TASK DATA ▸
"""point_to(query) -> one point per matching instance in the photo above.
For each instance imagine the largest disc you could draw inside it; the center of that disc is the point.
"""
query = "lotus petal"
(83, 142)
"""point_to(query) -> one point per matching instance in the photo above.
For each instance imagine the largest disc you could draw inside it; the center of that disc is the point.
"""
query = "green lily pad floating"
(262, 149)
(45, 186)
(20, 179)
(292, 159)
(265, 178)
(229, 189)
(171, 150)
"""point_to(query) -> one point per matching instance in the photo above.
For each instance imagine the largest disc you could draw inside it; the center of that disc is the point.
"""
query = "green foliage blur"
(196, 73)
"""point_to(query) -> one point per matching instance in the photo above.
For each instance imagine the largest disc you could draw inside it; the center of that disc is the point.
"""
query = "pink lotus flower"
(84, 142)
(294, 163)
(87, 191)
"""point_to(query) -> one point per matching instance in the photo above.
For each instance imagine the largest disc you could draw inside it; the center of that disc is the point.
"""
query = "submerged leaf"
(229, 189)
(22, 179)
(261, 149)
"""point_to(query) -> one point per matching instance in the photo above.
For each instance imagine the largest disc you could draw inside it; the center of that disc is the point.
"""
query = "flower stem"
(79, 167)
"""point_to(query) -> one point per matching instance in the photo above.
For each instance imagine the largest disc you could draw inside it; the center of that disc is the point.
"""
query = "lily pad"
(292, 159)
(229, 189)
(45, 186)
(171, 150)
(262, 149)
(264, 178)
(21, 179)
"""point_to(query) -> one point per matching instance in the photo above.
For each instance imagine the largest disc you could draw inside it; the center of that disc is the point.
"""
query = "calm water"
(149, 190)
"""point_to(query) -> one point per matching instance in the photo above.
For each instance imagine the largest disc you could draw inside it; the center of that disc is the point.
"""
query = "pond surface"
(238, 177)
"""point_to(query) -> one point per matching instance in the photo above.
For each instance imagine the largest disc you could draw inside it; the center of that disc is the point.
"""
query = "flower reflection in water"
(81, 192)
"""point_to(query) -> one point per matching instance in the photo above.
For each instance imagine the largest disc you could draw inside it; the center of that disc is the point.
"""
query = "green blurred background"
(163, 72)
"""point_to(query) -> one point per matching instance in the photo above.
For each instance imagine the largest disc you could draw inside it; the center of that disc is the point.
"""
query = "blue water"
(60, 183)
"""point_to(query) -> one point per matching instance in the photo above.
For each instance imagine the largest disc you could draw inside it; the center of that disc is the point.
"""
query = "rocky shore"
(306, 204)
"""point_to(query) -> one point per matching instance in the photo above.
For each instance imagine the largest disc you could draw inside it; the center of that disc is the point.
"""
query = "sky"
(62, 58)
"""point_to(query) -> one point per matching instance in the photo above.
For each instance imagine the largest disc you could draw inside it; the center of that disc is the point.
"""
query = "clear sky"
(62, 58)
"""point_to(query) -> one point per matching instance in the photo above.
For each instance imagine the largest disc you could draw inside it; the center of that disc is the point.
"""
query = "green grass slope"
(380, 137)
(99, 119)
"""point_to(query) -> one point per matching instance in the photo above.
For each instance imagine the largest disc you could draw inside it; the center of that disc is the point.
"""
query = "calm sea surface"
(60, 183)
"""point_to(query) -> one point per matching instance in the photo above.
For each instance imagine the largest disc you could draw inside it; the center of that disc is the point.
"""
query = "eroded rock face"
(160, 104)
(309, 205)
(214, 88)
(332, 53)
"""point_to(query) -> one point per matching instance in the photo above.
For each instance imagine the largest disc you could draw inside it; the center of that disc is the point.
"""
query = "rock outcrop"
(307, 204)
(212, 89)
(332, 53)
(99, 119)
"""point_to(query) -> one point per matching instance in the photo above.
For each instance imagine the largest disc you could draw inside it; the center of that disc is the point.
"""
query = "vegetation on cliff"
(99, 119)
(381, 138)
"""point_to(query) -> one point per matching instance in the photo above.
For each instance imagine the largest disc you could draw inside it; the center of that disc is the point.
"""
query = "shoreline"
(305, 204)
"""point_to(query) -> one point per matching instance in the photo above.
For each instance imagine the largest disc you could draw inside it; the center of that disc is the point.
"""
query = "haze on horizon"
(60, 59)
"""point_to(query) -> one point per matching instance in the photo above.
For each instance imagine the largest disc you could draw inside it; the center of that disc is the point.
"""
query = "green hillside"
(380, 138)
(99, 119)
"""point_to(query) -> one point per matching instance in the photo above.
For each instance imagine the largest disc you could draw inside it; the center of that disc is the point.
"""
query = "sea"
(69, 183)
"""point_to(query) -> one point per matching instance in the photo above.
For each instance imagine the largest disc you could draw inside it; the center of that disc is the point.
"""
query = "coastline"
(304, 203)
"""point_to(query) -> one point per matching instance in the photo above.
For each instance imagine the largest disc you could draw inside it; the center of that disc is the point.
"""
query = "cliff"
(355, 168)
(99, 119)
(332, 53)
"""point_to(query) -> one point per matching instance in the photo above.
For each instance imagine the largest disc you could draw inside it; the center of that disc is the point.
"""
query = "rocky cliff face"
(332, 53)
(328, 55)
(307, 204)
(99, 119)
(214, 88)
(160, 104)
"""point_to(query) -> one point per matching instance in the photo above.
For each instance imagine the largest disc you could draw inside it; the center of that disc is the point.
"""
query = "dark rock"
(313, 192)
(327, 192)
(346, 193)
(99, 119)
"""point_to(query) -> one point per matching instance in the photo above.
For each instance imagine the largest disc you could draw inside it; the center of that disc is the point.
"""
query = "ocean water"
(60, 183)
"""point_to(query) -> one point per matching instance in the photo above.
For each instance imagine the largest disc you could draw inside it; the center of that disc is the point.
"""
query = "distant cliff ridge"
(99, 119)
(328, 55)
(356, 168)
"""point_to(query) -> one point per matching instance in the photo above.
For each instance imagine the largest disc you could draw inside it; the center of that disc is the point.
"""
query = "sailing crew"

TASK ITEM ▸ Copy all records verbatim.

WRITTEN RESPONSE ▸
"""point_to(query) -> one point per matching instance in the photo above.
For each instance imagine the largest disc you could draw inside it; the center of that disc is the point.
"""
query = "lotus petal"
(83, 142)
"""point_to(query) -> one point per matching instance in the photo above.
For each instance imagine the largest disc you could draw inside it; the center of that disc is the point.
"""
query = "green lily pad floating"
(262, 149)
(45, 186)
(20, 179)
(292, 159)
(265, 178)
(229, 189)
(171, 150)
"""point_to(query) -> one point per matching instance in the photo above.
For each instance imagine the largest disc you could draw inside it; the center of that disc is the point.
"""
query = "green foliage blur"
(196, 73)
"""point_to(query) -> one point per matching instance in the photo above.
For each instance imagine the largest disc you could draw inside it; the center of that disc is the point.
"""
query = "pink lotus flower"
(84, 142)
(294, 163)
(87, 191)
"""point_to(query) -> one point per matching instance in the photo above.
For each instance imagine the largest disc you could draw inside it; the center of that disc is the point.
"""
query = "submerged leaf"
(229, 189)
(22, 179)
(261, 149)
"""point_to(query) -> one point per matching instance in the photo above.
For each instance imagine the largest disc you could draw inside it; the center of that disc is the point.
"""
query = "flower stem"
(79, 167)
"""point_to(query) -> one point per matching instance in the photo above.
For each instance imagine the largest disc you could draw inside it; the center of that disc is the point.
"""
query = "lily pad"
(292, 159)
(229, 189)
(45, 186)
(171, 150)
(262, 149)
(264, 178)
(21, 179)
"""point_to(query) -> one point per matching instance in the photo above.
For each instance imagine the largest disc you could draw inside it; the center of that disc is the point.
"""
query = "calm water"
(149, 190)
"""point_to(query) -> one point per matching instance in the photo above.
For each instance imagine the largest disc you could draw inside it; the center of that disc is the point.
"""
query = "pond surface"
(238, 177)
"""point_to(query) -> one point per matching instance in the photo above.
For each instance imagine the largest disc you could draw inside it; the center of that disc is the point.
"""
query = "flower reflection in water"
(81, 192)
"""point_to(query) -> one point per matching instance in the photo above.
For each instance imagine the largest disc you could draw inside it; the center of that disc is the point.
"""
query = "green blurred background"
(163, 72)
"""point_to(query) -> one point per matching instance in the photo above.
For each instance imagine the largest disc you could draw inside it; the center of that disc is the point.
"""
query = "blue water"
(60, 183)
"""point_to(query) -> one point per matching instance in the photo above.
For each instance imagine the largest disc you could draw inside it; the center of that disc is the point.
"""
query = "rocky shore"
(306, 204)
"""point_to(query) -> one point per matching instance in the photo above.
For each instance imagine the largest disc you could draw inside it; the center of that disc is the point.
"""
query = "sky"
(62, 58)
"""point_to(query) -> one point per matching instance in the photo above.
For each instance imagine the largest disc you could draw inside it; the center of that disc is the point.
"""
query = "clear sky"
(62, 58)
"""point_to(query) -> one point per matching instance in the photo above.
For each instance imagine the largest disc you could draw inside it; the center of that disc is the point.
"""
query = "green grass slope"
(380, 137)
(99, 119)
"""point_to(query) -> one point per matching instance in the photo above.
For each instance imagine the largest disc you could draw inside it; the center of that disc is the point.
"""
query = "calm sea surface"
(60, 183)
"""point_to(query) -> one point per matching instance in the photo above.
For each instance imagine the largest disc you could draw inside it; the center of that disc is the point.
"""
query = "eroded rock face"
(160, 104)
(309, 205)
(214, 88)
(332, 53)
"""point_to(query) -> one point per matching instance in the photo above.
For each instance imagine the largest disc you could draw inside it; the center of that disc is the point.
"""
query = "rock outcrop"
(307, 204)
(212, 89)
(332, 53)
(99, 119)
"""point_to(query) -> one point per matching instance in the photo above.
For each instance imagine the largest disc you could draw inside it; the center of that disc is the point.
"""
query = "vegetation on cliff"
(99, 119)
(381, 138)
"""point_to(query) -> one point per matching instance in the photo above.
For each instance imagine the largest disc you could draw inside it; the center of that disc is the point.
"""
query = "shoreline"
(305, 204)
"""point_to(query) -> one point per matching instance in the photo above.
For each instance imagine the largest disc you could draw inside it; the center of that disc is the point.
"""
query = "haze on horizon"
(60, 59)
"""point_to(query) -> one point per matching instance in the photo above.
For each instance imagine the largest disc you could draw inside it; the center of that disc is the point.
"""
query = "green hillside"
(380, 138)
(99, 119)
"""point_to(query) -> one point per matching instance in the photo above.
For each instance imagine the largest disc you could draw inside it; the center of that disc is the point.
"""
query = "sea"
(69, 183)
"""point_to(query) -> one point per matching instance in the photo above.
For each instance imagine the largest disc you could draw inside it; the center of that disc is the point.
"""
query = "coastline"
(304, 203)
"""point_to(query) -> one point per matching instance in the photo above.
For each instance imagine the largest disc you could draw inside it; the center of that disc is the point.
"""
query = "cliff"
(355, 168)
(99, 119)
(332, 53)
"""point_to(query) -> one point per matching instance in the photo above.
For each instance imagine the largest disc you could draw inside it; the center of that disc is the point.
"""
query = "rocky cliff face"
(332, 53)
(328, 55)
(307, 204)
(99, 119)
(214, 88)
(160, 104)
"""point_to(query) -> one point per matching instance in the photo above.
For each instance imagine the largest disc you could draw inside it; the center of that disc is the point.
"""
query = "dark rock"
(313, 192)
(327, 192)
(346, 193)
(99, 119)
"""point_to(query) -> one point per matching instance in the photo above.
For each instance imagine the largest disc you could draw inside it; the center of that disc is the point.
"""
query = "ocean water"
(60, 183)
"""point_to(query) -> one point per matching instance in the photo above.
For each instance imagine the largest disc you could draw inside it; the center of that disc is the point.
"""
query = "distant cliff ridge"
(99, 119)
(328, 55)
(356, 168)
"""point_to(query) -> one point per matching instance in the photo above.
For each instance imagine the largest disc you could draw inside it; the center of that disc is the point.
"""
query = "sailing crew"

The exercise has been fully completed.